Start of Provided text

Agenda Friday 24th April
|09:00hrs|| How to talk about Records Management so people will listen
Jo Burmester, Training Consultant, joburmester.com
One of the biggest challenges in records management is getting operational colleagues to do what needs to be done. This session will provide some hints and tips on communicating with How to talk about Records Management so people will listen colleagues and clients so that they will understand the importance of records management and buy in to what you need from them more readily.
|09:45hrs||“For every minute spent in organizing, an hour is earned” (Benjamin Franklin)
Kath Firth, Head of Quality Operations, GlaxoSmithKline
Tara Isherwood, Senior Director, Real World Clinical Consulting, Syneos Health Commercial Solutions
When filing documents, a good document management plan is the foundation that enables efficient and compliant document management. Setting up a document management approach involves setting up a document management plan or reference model to guide users. Successful document management plans establish the rules for creating, storing, retrieving and securing documents. A successful reference model establishes an efficient process for classifying, categorizing and filing documentation. Over the last 18 months, a group of subject matter experts from across industry have collectively worked on establishing a reference model derived from the clinical trial approach to serve as a reference model for managing the documentation for Real-World studies. This presentation explores the power of collective thinking, diversity of experience and our journey from idea to an agreed perspective.

End of Provided text
Start of Extracted material

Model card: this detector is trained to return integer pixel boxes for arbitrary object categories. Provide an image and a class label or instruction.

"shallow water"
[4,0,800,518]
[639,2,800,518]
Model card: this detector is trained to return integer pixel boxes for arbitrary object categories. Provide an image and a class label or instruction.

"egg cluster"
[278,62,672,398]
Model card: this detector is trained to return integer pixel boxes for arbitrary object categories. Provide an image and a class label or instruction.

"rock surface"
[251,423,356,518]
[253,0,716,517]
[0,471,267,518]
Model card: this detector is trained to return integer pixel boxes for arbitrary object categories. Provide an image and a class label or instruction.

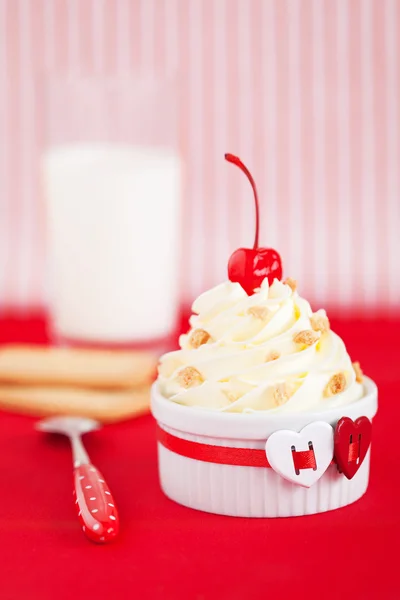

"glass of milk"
[42,76,182,347]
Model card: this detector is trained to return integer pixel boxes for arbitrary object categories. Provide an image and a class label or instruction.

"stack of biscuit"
[0,346,157,423]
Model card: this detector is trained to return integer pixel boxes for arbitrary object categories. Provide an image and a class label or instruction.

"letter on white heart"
[265,421,333,487]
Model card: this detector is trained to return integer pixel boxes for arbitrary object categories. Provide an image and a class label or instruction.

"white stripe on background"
[0,0,11,309]
[210,0,228,283]
[186,0,207,299]
[67,0,80,72]
[139,0,155,73]
[14,0,38,308]
[91,0,105,74]
[238,0,253,248]
[260,0,280,252]
[116,0,131,73]
[287,0,304,281]
[336,0,352,305]
[43,0,56,69]
[383,0,400,308]
[310,0,328,303]
[360,0,378,306]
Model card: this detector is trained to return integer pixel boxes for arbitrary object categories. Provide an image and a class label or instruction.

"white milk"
[44,144,181,343]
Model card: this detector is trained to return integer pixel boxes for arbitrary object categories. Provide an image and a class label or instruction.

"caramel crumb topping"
[247,306,269,321]
[265,350,281,362]
[293,329,318,346]
[325,373,346,397]
[353,362,364,383]
[283,277,297,292]
[189,329,211,348]
[178,367,204,389]
[273,383,289,406]
[310,314,331,333]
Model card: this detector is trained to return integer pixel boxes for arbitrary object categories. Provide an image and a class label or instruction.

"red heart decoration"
[334,417,372,479]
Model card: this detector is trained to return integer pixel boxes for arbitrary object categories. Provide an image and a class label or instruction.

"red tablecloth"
[0,318,400,600]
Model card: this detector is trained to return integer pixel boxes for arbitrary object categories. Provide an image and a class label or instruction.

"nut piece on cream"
[283,277,297,292]
[353,361,364,383]
[293,329,318,346]
[265,350,281,362]
[189,329,211,348]
[325,373,346,398]
[247,306,270,321]
[273,383,289,406]
[178,367,204,389]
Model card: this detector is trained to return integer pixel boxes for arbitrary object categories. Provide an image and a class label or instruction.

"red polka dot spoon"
[36,417,119,544]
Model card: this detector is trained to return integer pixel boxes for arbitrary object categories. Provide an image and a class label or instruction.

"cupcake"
[152,155,377,517]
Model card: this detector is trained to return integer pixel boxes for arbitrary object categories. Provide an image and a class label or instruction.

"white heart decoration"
[265,421,334,487]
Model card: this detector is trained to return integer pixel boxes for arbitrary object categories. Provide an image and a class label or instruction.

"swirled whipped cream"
[158,279,363,412]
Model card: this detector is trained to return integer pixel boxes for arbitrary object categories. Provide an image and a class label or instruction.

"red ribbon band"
[157,425,359,471]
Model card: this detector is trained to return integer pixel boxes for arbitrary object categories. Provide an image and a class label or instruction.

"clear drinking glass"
[42,76,182,346]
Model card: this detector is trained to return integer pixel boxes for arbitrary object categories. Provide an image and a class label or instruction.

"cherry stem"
[225,153,260,250]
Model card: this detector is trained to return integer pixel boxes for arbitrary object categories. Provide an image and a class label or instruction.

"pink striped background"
[0,0,400,308]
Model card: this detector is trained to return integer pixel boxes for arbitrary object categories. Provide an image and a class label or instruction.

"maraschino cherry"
[225,154,282,296]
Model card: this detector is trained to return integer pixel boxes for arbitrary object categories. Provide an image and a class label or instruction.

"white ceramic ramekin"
[152,378,377,517]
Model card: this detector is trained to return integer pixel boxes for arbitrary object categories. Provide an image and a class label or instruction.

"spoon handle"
[74,463,119,544]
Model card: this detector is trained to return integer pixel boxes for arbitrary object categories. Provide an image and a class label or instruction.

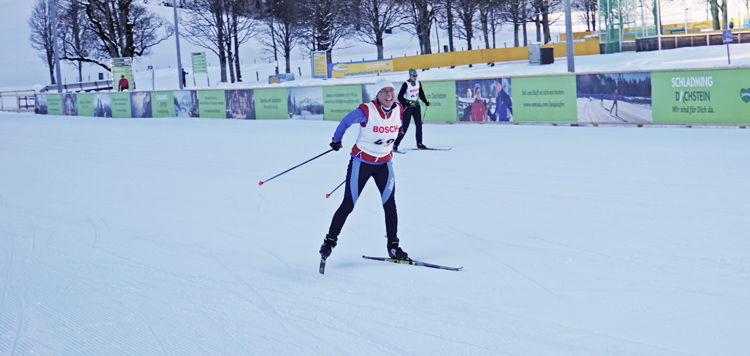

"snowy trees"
[29,0,174,84]
[29,0,59,84]
[300,0,358,63]
[355,0,402,59]
[180,0,258,83]
[402,0,438,54]
[706,0,728,30]
[58,0,96,81]
[570,0,599,31]
[81,0,174,69]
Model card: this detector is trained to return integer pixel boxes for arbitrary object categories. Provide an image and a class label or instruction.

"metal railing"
[39,79,112,93]
[0,90,36,112]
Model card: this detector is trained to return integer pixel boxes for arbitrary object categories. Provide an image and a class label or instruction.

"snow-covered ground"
[0,113,750,356]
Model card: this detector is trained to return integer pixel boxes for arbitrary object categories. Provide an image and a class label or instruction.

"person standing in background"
[117,75,130,91]
[393,68,430,151]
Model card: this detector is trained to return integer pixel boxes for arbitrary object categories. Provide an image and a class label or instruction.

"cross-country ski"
[362,256,463,271]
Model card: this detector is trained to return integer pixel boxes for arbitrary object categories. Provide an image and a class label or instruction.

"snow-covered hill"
[0,113,750,356]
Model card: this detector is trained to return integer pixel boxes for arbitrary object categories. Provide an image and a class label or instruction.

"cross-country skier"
[320,78,409,259]
[393,68,430,151]
[609,89,619,117]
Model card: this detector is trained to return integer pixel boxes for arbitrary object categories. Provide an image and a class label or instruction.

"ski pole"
[258,148,333,185]
[326,179,346,199]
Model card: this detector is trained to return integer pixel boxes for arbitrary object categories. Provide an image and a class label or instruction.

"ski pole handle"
[258,148,333,185]
[326,179,346,199]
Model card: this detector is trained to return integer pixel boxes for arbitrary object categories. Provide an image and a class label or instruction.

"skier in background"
[320,77,409,260]
[609,89,619,117]
[393,68,430,151]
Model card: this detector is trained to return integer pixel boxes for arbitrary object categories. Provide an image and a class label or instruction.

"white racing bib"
[354,101,401,157]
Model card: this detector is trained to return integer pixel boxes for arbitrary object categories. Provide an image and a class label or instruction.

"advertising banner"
[420,80,456,122]
[110,93,132,118]
[511,75,578,122]
[310,51,328,79]
[576,72,653,123]
[172,90,200,117]
[130,91,153,118]
[151,91,175,117]
[323,85,364,121]
[651,69,750,124]
[92,93,112,117]
[255,88,289,120]
[78,93,94,117]
[224,89,255,120]
[452,78,513,122]
[47,94,63,115]
[190,52,208,74]
[329,59,393,78]
[198,90,227,119]
[62,94,78,116]
[34,94,47,115]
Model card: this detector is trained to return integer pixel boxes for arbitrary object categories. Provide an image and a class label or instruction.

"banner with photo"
[151,91,175,117]
[77,93,94,117]
[323,85,365,121]
[47,94,65,115]
[255,88,289,120]
[172,90,200,117]
[576,72,653,123]
[455,78,513,122]
[224,89,255,120]
[198,90,227,119]
[62,94,78,116]
[34,94,47,115]
[130,91,153,118]
[420,80,456,122]
[92,93,112,117]
[511,75,578,122]
[110,93,133,118]
[651,69,750,124]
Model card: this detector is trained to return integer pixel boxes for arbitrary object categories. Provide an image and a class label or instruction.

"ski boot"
[387,237,409,260]
[320,235,338,258]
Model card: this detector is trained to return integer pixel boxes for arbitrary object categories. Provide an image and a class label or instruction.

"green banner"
[62,94,78,116]
[651,69,750,124]
[424,81,456,122]
[323,85,362,121]
[78,94,94,117]
[511,75,578,122]
[47,94,64,115]
[151,91,175,117]
[198,90,227,119]
[34,94,47,115]
[93,93,112,117]
[255,88,289,120]
[110,93,132,118]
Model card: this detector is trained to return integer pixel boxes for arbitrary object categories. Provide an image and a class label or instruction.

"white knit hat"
[375,77,396,93]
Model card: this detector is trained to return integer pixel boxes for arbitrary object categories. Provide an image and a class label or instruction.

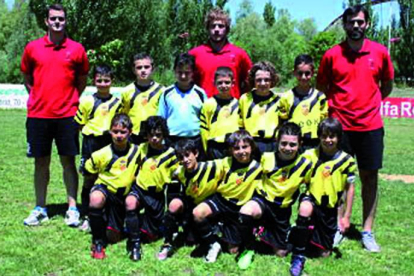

End of Extracted material

◆ Explore the material
1. Answer these questions from the agenda, one line each:
(a) At what time does the session led by Jo Burmester start?
(b) Who is credited with the quotation in the title of the 09:45hrs session?
(c) For how long has the group of subject matter experts worked on the reference model for Real-World studies?
2. Update the agenda by writing out again the part that begins at the words "Agenda Friday 24th" and stops after "them more readily.", with "Training Consultant" changed to "Records Management Trainer".

◆ Task-by-task answers
1.
(a) 09:00hrs
(b) Benjamin Franklin
(c) Over the last 18 months

2.
Agenda Friday 24th April
|09:00hrs|| How to talk about Records Management so people will listen
Jo Burmester, Records Management Trainer, joburmester.com
One of the biggest challenges in records management is getting operational colleagues to do what needs to be done. This session will provide some hints and tips on communicating with How to talk about Records Management so people will listen colleagues and clients so that they will understand the importance of records management and buy in to what you need from them more readily.